### [REQUIREMENTS]
Please copy every line of the data below with no changes to any character.

[Start of SUPPLIED ENTRIES]

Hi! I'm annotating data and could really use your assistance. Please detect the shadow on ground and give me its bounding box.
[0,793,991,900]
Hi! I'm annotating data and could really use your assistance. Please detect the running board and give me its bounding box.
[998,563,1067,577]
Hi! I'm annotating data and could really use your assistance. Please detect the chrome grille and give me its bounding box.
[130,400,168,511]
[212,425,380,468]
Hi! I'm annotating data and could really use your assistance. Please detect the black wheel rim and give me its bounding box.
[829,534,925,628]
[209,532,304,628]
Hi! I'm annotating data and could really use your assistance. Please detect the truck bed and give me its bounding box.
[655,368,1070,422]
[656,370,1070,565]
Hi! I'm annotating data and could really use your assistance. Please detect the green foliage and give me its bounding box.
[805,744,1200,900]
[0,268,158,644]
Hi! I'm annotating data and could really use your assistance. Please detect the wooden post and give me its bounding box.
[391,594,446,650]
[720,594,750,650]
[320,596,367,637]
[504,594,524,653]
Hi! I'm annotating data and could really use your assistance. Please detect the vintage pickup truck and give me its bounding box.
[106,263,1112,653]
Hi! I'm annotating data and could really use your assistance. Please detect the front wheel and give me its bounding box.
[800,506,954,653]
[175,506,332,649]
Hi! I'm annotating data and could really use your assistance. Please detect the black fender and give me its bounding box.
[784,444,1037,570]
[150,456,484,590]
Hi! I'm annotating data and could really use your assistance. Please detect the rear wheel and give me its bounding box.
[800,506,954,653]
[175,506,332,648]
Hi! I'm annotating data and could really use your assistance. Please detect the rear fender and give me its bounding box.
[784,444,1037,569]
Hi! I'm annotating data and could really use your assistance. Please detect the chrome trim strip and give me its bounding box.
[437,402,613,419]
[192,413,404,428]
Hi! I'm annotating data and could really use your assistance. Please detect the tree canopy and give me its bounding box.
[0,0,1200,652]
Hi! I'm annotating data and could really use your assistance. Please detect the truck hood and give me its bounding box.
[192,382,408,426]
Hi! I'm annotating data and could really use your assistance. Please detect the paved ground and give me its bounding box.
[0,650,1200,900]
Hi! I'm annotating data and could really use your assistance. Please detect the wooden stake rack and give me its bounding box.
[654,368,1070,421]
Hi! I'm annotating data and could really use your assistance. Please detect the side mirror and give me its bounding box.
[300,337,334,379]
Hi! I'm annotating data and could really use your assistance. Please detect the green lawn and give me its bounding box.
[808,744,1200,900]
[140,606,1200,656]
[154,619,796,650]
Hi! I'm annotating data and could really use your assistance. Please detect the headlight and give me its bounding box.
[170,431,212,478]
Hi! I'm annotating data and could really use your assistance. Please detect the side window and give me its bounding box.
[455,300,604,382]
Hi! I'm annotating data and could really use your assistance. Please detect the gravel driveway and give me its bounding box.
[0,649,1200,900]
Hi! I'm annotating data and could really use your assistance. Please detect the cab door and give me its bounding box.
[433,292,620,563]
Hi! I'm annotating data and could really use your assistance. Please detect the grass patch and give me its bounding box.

[End of SUPPLIED ENTRIES]

### [OUTPUT FOR THIS EXERCISE]
Hi! I'm annotating data and could really use your assistance. Please detect the shadow on ground and give me its bounding box.
[0,793,991,900]
Hi! I'm annotating data and could really use your assistance. Please detect the running board and give me its bounding box.
[998,563,1067,577]
Hi! I'm annotating data and could really use your assistance. Please detect the chrome grille and give me its bounding box.
[130,400,168,511]
[212,425,380,468]
Hi! I'm annotating data and could really use your assistance. Please detect the black wheel rim and give me its bounding box.
[829,534,925,628]
[209,532,304,628]
Hi! I'm annotating data and could really use your assistance. Please detect the truck bed and give me its bounding box.
[655,368,1070,422]
[656,370,1070,565]
Hi! I'm annotating data and could really use your assistance. Please detect the green foliage and give me its bounding box.
[805,744,1200,900]
[0,268,158,644]
Hi! I'm annotating data and could really use your assistance. Please detect the wooden post and give me its bounding box.
[391,594,446,650]
[720,594,750,650]
[320,596,367,637]
[504,594,524,653]
Hi! I'm annotating data and could really use your assistance. Please detect the vintage pickup truck and give me its bounding box.
[106,263,1112,653]
Hi! I'm annotating data and could really use your assistance. Please detect the front wheel and give me its bounding box.
[800,506,954,653]
[175,506,332,649]
Hi! I'm annotating data and could really use your assistance. Please detect the black fender and give me its bounding box.
[784,444,1037,570]
[150,456,484,590]
Hi! I'm annotating data and could really use your assistance. Please detect the rear wheel and give me its bounding box.
[800,506,954,653]
[175,506,332,648]
Hi! I'm annotating data and could really use your assistance. Please detect the rear fender and give me its bounding box.
[784,444,1037,569]
Hi! I'm annotating data and could really use your assistance. Please detect the chrome trim strip and give me its bounding box.
[437,402,613,419]
[192,413,404,428]
Hi! I'm annotating data and could really use your assistance. Please detect the tree canopy and give me its bounding box.
[0,0,1200,652]
Hi! I'm annotating data and could really use your assistance. Please detect the truck hood and give me its bounding box.
[192,382,408,426]
Hi! I'm annotating data and could really use your assistance. Please detect the paved ground and give me its bounding box.
[0,650,1200,900]
Hi! I'm annotating data and could really use your assistance. Please detect the wooden stake rack and give me its bounding box.
[654,368,1070,421]
Hi! I'm annotating data and could really use your assistance. Please detect the side mirror and give me its bounding box.
[300,337,334,379]
Hi! I'm annotating data and could really use your assistance. Please detect the green lawn and give me its bounding box.
[808,744,1200,900]
[140,606,1200,656]
[154,619,796,650]
Hi! I'm annotating data and could really use your assistance. Please detect the headlight and give me its bounding box.
[170,431,212,478]
Hi! I'm annotating data and could really use your assistance. Please detect the side window and give me its bounding box.
[455,300,604,382]
Hi! I'm annotating data and could really use your assistance. Please detect the gravel driveway and give me its bounding box.
[0,649,1200,900]
Hi! I'm annotating data and could really use your assistance. Please detect the cab door and give me its bounding box.
[433,292,620,563]
Hi! I'm annotating data and could really use your assistance. Please detect the grass patch and give me its bounding box.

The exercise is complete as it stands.